Task prompt →
In the entries below, find the line with "Query: purple top" and the line with "In this picture, where can the black dress". Reproduce those two lines and every line between them exactly, and nothing more.

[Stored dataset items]
━━━━━━

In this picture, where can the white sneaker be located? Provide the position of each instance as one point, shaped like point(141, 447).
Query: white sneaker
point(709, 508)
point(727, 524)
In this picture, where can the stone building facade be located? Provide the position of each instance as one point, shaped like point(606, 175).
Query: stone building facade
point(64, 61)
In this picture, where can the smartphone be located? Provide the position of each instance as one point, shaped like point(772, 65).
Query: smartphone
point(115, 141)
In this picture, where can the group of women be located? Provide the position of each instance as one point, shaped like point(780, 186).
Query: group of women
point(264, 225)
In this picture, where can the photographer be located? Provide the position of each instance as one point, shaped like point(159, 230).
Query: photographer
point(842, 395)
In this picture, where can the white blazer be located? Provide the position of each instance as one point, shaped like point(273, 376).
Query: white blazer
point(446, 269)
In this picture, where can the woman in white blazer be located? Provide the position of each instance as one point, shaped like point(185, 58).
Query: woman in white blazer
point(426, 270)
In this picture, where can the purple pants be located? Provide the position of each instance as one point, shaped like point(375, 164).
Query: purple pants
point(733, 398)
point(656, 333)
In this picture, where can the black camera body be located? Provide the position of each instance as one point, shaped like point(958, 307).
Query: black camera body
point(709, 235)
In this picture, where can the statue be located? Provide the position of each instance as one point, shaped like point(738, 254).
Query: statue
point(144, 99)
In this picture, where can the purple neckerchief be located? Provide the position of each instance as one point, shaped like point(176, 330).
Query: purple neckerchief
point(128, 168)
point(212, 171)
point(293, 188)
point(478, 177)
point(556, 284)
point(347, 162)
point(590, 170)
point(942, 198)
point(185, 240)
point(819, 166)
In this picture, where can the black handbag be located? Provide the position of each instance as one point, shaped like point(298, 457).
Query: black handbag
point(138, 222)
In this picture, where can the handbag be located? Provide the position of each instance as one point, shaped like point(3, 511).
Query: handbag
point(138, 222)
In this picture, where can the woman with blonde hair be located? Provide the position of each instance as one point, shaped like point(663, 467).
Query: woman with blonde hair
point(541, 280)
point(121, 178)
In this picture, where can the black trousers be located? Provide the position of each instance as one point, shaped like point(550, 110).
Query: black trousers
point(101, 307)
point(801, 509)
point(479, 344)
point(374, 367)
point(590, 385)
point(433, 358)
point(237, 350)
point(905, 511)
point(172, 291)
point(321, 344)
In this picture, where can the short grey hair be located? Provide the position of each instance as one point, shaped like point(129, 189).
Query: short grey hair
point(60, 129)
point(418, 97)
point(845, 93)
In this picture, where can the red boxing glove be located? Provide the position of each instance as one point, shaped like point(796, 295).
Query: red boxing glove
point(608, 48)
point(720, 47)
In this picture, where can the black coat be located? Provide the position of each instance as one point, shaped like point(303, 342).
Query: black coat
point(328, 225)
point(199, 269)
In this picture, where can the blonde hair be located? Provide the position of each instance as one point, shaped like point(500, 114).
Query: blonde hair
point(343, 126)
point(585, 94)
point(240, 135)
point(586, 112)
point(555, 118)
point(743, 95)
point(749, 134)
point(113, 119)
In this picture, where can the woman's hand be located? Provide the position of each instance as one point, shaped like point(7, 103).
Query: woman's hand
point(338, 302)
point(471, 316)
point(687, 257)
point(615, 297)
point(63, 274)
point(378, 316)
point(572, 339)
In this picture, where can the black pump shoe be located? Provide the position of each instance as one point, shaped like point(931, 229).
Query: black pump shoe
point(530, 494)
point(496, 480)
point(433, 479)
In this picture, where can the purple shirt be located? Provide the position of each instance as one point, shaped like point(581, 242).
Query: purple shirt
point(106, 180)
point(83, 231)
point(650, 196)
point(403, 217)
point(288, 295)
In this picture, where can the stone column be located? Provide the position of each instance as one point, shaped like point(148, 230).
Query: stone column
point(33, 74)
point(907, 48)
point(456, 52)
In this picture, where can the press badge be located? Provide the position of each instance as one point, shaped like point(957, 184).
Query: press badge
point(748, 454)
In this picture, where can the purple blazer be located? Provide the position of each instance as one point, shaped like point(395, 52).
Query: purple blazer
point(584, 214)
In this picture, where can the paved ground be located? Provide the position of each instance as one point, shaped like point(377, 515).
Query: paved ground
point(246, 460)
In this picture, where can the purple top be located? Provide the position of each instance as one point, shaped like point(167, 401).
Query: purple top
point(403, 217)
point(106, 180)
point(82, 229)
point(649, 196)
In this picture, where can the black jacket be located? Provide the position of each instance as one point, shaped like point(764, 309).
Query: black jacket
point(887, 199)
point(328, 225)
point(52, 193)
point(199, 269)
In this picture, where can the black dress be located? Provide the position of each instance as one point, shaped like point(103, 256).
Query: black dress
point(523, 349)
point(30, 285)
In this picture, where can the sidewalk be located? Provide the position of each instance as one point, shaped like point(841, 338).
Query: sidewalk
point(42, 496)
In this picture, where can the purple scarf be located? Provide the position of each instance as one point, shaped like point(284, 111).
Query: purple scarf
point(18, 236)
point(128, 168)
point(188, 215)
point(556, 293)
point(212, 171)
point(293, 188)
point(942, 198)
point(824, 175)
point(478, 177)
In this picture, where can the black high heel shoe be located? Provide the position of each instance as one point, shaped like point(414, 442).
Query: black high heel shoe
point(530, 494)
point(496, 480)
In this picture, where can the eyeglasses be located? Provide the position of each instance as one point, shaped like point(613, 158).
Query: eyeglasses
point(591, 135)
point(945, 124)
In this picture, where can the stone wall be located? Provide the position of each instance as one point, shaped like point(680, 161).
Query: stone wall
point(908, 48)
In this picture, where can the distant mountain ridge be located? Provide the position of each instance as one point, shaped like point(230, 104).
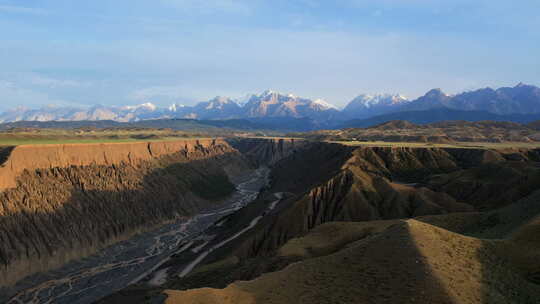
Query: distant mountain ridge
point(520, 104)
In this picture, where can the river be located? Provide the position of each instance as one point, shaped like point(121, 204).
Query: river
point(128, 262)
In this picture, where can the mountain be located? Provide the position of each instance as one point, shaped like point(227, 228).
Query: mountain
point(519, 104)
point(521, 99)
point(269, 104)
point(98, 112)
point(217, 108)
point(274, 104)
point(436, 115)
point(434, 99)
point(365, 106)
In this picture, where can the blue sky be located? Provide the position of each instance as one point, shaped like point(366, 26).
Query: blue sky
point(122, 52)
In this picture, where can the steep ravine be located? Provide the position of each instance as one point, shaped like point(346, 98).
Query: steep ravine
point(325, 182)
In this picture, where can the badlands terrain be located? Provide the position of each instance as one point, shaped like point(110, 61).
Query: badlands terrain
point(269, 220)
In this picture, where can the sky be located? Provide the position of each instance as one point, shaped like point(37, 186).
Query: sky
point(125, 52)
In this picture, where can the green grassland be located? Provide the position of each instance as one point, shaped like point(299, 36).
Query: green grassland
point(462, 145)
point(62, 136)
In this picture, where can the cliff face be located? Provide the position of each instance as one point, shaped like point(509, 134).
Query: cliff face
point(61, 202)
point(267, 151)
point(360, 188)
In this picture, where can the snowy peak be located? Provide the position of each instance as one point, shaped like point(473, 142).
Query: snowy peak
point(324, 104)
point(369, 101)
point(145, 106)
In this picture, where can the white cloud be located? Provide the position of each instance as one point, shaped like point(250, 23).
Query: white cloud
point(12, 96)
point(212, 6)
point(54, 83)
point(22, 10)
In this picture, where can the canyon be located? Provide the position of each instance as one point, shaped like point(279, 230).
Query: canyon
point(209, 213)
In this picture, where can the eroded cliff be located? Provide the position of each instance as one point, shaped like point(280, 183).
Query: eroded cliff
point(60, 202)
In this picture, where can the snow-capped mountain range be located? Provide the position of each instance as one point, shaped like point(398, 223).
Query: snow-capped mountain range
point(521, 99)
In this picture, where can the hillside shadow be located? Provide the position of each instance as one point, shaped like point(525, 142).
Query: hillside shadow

━━━━━━

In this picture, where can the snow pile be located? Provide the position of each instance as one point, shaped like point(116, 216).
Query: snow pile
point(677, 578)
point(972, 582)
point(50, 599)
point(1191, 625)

━━━━━━

Problem solution →
Query: purple top
point(403, 217)
point(106, 180)
point(82, 229)
point(649, 196)
In this picture, where can the black jacket be located? Provide the position of each instance as one point, shaped like point(764, 309).
Query: black jacket
point(887, 199)
point(328, 225)
point(52, 193)
point(199, 269)
In this picture, where can the black dress be located? Provide the position of each instance as one point, shaped like point(103, 256).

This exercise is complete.